Texte cité:

▼

La Tyrannie du Bien-être

Mettre des mots - choisis - sur un problème pour mieux s’en saisir, c’est sans doute de cette incapacité que souffre le plus l’époque.

Cet égarement du verbe amène efficacement les âmes perdues vers la charlatanerie, car elle présente bien.

Et c’est ainsi que le français, par ailleurs plus gros consommateur de psychotropes de la planète, se jette aujourd’hui sur les livres de « développement personnel » (DP). A en croire le marketing agressif de cette « littérature », les solutions pour à peu près tout nos problèmes seraient en nous, il faudrait juste apprendre à les chercher (et donc à les trouver).

Comme si pour la majorité, vouloir c’était pouvoir, quand c’est une fiction aussi mensongère que destructrice. En effet, si je n’y arrive toujours pas, c’est donc que je suis un incapable irrécupérable. Bon pour la casse, sociale le cas échéant.

▲

Lignes de données:
▼

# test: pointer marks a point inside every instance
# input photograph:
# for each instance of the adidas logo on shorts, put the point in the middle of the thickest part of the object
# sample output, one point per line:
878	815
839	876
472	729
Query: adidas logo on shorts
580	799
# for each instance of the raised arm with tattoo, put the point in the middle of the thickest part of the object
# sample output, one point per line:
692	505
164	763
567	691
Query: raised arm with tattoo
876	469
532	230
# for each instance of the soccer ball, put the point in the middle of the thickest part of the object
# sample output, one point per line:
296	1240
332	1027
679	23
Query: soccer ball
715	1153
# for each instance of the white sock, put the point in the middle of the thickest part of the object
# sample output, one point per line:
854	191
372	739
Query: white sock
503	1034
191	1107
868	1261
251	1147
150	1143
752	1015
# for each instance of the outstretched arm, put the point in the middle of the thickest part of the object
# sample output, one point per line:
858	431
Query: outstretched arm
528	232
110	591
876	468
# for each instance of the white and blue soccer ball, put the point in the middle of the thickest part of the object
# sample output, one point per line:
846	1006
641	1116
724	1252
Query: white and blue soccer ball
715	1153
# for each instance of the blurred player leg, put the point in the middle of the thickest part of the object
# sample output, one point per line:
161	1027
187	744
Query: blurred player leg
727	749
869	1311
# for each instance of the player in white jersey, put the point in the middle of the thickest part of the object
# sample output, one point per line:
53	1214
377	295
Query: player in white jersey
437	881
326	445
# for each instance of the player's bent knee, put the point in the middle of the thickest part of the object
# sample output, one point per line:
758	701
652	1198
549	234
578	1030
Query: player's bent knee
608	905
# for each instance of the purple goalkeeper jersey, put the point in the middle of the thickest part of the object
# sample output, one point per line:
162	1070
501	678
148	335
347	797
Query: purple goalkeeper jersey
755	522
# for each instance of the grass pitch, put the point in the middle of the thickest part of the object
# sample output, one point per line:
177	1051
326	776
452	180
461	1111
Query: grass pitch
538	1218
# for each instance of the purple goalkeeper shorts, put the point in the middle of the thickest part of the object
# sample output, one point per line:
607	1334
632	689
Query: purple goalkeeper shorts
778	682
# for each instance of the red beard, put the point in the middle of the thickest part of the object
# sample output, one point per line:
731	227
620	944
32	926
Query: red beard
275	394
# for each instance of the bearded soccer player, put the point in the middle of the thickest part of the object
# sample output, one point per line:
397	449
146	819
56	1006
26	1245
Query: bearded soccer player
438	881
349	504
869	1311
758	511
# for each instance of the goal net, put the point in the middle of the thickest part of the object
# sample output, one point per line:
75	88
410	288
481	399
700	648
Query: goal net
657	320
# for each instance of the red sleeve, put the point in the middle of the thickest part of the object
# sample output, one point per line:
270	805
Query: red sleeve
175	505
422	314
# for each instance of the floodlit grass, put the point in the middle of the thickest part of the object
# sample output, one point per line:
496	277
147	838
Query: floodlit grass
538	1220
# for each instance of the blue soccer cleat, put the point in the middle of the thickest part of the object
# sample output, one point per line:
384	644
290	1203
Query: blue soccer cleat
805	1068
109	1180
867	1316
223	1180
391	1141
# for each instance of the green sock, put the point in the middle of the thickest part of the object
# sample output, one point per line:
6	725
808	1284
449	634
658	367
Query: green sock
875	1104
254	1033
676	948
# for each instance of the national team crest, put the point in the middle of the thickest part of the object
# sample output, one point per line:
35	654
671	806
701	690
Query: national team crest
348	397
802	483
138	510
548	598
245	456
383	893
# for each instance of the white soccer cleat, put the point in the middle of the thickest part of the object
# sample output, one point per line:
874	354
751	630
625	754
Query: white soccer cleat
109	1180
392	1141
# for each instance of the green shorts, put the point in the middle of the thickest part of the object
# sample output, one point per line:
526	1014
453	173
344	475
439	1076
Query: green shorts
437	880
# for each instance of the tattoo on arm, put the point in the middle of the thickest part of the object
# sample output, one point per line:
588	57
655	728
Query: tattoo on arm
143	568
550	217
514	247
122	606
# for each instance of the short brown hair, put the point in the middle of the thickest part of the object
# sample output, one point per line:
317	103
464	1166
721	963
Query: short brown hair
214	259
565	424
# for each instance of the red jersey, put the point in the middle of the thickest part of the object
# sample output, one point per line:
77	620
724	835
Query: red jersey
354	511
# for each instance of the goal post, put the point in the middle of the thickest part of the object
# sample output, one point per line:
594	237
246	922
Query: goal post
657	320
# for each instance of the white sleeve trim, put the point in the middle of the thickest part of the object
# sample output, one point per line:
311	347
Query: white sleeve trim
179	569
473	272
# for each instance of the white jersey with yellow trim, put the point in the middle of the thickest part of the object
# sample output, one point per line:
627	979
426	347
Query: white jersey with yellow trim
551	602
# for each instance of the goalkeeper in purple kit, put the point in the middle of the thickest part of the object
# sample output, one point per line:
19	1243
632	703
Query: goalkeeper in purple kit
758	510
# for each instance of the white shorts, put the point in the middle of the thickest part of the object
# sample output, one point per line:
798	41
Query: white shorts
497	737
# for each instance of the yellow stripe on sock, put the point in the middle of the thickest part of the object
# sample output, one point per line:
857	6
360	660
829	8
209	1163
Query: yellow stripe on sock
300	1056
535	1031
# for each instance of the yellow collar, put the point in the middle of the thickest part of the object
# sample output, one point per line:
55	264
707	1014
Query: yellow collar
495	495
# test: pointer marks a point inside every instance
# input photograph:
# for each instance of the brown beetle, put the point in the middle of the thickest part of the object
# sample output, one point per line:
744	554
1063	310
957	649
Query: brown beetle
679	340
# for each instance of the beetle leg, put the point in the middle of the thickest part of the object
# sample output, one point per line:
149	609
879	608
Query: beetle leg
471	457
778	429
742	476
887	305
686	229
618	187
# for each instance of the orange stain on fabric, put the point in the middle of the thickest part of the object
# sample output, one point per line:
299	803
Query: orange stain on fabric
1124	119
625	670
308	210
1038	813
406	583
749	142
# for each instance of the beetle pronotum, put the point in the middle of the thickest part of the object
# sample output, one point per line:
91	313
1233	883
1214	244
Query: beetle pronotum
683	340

▲

Série d'exercices:
A: Répondez aux questions suivantes à partir du texte cité.
(i) Selon le texte, de quelle incapacité l'époque souffre-t-elle sans doute le plus ?
(ii) Vers quoi l'égarement du verbe amène-t-il les âmes perdues ?
(iii) De quoi le français est-il, par ailleurs, le plus gros consommateur de la planète ?
B: Poursuivez le texte sur la tyrannie du bien-être à partir de sa dernière phrase, dans le même ton.
Les items ne sont d'aucune utilité pour répondre.

Réponses par exercice:
A:
(i) De l'incapacité à mettre des mots choisis sur un problème pour mieux s'en saisir.
(ii) Vers la charlatanerie.
(iii) De psychotropes.

B:
Après un court mais savant développement sur la philosophie, la vraie, et la recherche du bonheur, Thierry Jobard plonge sa plume dans la vie des entreprises. En effet, c’est par le management (autrefois appelé « chef ») que le développement personnel y a fait son nid, et ce n’est pas forcément une bonne nouvelle.

Car, partant du même principe de capacité à s’accomplir vanté par le DP, on donne au salarié une pseudo « autonomie » pour lui permettre de remplir des « objectifs », excluant la notion de travail en commun. Cela donne cette novlangue d’entretien de fin d’année où l’on va par exemple reprocher à l’employé de ne pas être « force de proposition ». Il ne s’agit plus de « faire » mais « d’être », et si ça ne marche pas, on en devient le seul responsable.

Reconnaissons ici une forme assez redoutable d’autocontrôle dans la société de surveillance qu’est déjà nécessairement l’entreprise. De surcroît, demander à l’employé de compter d’abord sur lui, cela évite également les regroupements d’intérêts et de lutte.

De manière plus globale, le DP fabrique des individus obnubilés par eux-mêmes. L’essentiel étant de pouvoir continuer à consommer (consumer ?) dans une joie frénétique.

Avec le DP, on esquive les autres (« L’enfer c’est les autres », en ce qu’ils vous renvoient une image potentiellement dégradée de nous-mêmes).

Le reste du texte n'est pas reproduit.